• **Data provided**
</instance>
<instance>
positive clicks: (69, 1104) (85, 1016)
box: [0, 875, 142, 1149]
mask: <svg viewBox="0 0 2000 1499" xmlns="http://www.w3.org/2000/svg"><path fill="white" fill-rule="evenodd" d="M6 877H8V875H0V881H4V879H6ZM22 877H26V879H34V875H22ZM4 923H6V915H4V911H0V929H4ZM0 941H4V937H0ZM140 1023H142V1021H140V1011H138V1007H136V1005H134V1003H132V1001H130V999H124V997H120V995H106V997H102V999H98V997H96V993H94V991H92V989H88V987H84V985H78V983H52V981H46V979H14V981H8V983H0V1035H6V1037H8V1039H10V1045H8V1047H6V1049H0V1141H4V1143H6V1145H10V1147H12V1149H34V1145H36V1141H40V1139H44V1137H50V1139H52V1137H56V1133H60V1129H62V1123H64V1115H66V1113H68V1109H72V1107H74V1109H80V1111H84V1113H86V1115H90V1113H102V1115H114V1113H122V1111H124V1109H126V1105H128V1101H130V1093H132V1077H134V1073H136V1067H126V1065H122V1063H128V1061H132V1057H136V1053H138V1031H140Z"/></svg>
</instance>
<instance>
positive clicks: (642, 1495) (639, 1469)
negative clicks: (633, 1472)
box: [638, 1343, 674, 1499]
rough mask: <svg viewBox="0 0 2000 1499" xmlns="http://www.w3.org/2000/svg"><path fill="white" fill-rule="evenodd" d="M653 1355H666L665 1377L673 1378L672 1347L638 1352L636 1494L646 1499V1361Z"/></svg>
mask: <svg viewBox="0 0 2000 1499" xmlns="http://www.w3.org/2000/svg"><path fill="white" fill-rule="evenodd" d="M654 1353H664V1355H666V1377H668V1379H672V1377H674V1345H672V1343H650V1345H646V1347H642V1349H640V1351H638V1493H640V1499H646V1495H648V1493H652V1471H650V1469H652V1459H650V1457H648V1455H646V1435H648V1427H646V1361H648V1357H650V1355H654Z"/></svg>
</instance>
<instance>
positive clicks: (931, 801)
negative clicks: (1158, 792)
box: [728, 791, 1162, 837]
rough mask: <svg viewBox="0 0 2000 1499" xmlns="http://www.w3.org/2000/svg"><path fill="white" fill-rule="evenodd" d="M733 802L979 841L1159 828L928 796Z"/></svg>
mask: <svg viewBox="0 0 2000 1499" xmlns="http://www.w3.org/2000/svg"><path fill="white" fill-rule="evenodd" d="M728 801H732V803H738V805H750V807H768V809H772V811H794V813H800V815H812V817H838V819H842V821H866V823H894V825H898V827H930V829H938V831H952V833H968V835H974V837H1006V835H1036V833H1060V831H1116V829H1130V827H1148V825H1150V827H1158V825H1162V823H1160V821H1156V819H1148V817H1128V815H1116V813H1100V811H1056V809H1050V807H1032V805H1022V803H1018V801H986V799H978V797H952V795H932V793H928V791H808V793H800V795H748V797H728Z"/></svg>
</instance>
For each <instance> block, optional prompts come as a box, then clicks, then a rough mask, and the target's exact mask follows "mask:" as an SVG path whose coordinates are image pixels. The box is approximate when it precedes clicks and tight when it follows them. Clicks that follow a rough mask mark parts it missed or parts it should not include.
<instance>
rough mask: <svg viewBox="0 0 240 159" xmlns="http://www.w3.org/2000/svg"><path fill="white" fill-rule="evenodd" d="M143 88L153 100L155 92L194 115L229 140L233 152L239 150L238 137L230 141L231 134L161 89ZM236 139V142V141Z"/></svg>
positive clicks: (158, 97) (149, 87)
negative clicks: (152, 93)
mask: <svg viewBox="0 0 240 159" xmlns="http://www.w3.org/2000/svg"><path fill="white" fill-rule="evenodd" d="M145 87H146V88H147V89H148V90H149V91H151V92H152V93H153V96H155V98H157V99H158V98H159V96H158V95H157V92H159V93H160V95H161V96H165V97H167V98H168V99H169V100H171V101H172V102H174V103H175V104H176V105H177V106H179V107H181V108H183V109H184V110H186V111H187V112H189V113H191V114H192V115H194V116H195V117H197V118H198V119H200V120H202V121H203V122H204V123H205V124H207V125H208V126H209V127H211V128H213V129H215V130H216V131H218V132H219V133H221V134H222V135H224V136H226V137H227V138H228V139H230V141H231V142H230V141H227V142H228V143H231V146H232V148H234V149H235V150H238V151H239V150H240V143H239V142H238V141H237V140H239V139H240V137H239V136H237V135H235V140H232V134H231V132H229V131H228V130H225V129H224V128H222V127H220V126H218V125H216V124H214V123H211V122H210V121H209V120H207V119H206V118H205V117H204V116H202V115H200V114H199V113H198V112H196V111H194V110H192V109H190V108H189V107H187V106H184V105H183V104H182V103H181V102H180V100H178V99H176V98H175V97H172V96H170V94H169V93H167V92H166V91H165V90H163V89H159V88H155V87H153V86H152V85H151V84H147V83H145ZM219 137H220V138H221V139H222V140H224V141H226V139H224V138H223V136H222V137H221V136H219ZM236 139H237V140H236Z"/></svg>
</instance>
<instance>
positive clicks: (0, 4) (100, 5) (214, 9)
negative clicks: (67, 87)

• **Prompt**
Please reply with an exact copy of the lines above, starting at the first and ending at the line that holds "positive clicks: (69, 1104) (85, 1016)".

• **Answer to this problem**
</instance>
<instance>
positive clicks: (69, 1104) (85, 1016)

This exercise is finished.